**Given records:**
-- begin --
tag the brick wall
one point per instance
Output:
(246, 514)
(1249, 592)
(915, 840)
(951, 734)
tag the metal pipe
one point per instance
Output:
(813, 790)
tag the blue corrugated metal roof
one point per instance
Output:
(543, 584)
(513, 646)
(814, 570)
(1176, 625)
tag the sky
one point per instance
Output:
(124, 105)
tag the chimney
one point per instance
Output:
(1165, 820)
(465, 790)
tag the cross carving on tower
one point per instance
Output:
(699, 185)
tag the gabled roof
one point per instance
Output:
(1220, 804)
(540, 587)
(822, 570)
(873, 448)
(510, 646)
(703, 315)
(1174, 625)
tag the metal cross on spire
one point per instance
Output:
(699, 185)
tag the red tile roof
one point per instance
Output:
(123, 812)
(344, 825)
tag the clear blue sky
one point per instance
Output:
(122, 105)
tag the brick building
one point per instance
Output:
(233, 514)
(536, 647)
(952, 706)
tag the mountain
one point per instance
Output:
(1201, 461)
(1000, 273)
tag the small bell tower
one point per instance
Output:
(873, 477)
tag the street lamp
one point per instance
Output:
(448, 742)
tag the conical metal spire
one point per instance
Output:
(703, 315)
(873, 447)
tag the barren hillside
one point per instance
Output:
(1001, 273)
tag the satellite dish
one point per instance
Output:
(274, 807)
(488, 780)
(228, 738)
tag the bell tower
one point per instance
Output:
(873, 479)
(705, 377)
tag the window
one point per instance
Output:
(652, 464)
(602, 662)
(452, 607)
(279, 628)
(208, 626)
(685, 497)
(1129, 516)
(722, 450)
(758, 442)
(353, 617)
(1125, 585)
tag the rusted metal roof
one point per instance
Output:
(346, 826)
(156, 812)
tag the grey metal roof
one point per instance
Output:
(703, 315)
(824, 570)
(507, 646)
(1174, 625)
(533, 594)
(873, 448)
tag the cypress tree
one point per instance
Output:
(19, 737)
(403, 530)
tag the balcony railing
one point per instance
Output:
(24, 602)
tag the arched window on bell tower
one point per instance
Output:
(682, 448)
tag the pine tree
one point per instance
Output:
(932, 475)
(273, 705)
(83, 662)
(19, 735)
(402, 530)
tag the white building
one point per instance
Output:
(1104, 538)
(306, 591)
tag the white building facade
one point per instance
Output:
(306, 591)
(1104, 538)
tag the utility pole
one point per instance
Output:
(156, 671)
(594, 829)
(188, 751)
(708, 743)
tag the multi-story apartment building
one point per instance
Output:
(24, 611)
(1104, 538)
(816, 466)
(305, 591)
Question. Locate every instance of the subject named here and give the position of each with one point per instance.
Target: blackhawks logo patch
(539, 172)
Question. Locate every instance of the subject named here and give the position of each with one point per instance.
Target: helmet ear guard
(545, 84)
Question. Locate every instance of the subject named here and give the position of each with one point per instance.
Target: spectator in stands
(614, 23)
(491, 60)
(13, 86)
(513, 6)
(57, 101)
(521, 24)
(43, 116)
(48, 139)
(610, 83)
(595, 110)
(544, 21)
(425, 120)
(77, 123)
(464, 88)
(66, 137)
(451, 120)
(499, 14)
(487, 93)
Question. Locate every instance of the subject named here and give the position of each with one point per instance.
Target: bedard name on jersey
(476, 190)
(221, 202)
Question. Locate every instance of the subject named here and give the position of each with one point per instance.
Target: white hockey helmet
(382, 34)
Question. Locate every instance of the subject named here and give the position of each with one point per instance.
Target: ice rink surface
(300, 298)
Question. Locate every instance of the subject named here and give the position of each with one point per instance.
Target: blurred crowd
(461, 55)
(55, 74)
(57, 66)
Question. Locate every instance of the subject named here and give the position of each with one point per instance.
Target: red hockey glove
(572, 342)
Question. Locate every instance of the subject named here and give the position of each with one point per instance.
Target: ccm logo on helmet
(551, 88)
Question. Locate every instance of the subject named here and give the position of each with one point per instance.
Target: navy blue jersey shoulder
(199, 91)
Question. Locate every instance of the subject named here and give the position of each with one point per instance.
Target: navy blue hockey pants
-- end --
**Description of the task:**
Render every line above, from the very first down to the one containing "(1000, 273)", as a Markdown table with the columns Row and Line, giving each line its row number and leaving out blank lines.

**Task solution:**
| Row | Line |
|---|---|
| 1 | tag the brick wall |
| 2 | one point per instance |
| 3 | Output: |
| 4 | (246, 514) |
| 5 | (1249, 592) |
| 6 | (915, 840) |
| 7 | (951, 734) |
| 8 | tag the metal pipe |
| 9 | one point per instance |
| 10 | Output: |
| 11 | (813, 790) |
| 12 | tag the blue corrugated metal roof |
| 13 | one point per instance |
| 14 | Output: |
| 15 | (543, 584) |
| 16 | (513, 646) |
| 17 | (814, 570) |
| 18 | (1176, 625) |
| 19 | tag the sky |
| 20 | one point per instance |
| 21 | Output: |
| 22 | (124, 105) |
| 23 | tag the chimney |
| 24 | one point per instance |
| 25 | Output: |
| 26 | (1165, 820) |
| 27 | (465, 790) |
| 28 | tag the cross carving on tower |
| 29 | one point per instance |
| 30 | Output: |
| 31 | (699, 185) |
| 32 | tag the gabled roof |
| 33 | one point per instance |
| 34 | Output: |
| 35 | (1220, 804) |
| 36 | (540, 587) |
| 37 | (822, 570) |
| 38 | (873, 448) |
| 39 | (510, 646) |
| 40 | (703, 315) |
| 41 | (1174, 625) |
| 42 | tag the metal cross on spire |
| 43 | one point per instance |
| 44 | Output: |
| 45 | (699, 185) |
| 46 | tag the red tile roof |
| 47 | one point per instance |
| 48 | Output: |
| 49 | (123, 812) |
| 50 | (344, 825) |
| 51 | tag the clear blue sky |
| 52 | one point per instance |
| 53 | Output: |
| 54 | (122, 105) |
| 55 | tag the brick building |
| 56 | one point per instance |
| 57 | Output: |
| 58 | (233, 514) |
| 59 | (536, 647) |
| 60 | (952, 706) |
| 61 | tag the mountain |
| 62 | one point per instance |
| 63 | Output: |
| 64 | (1201, 461) |
| 65 | (1000, 273) |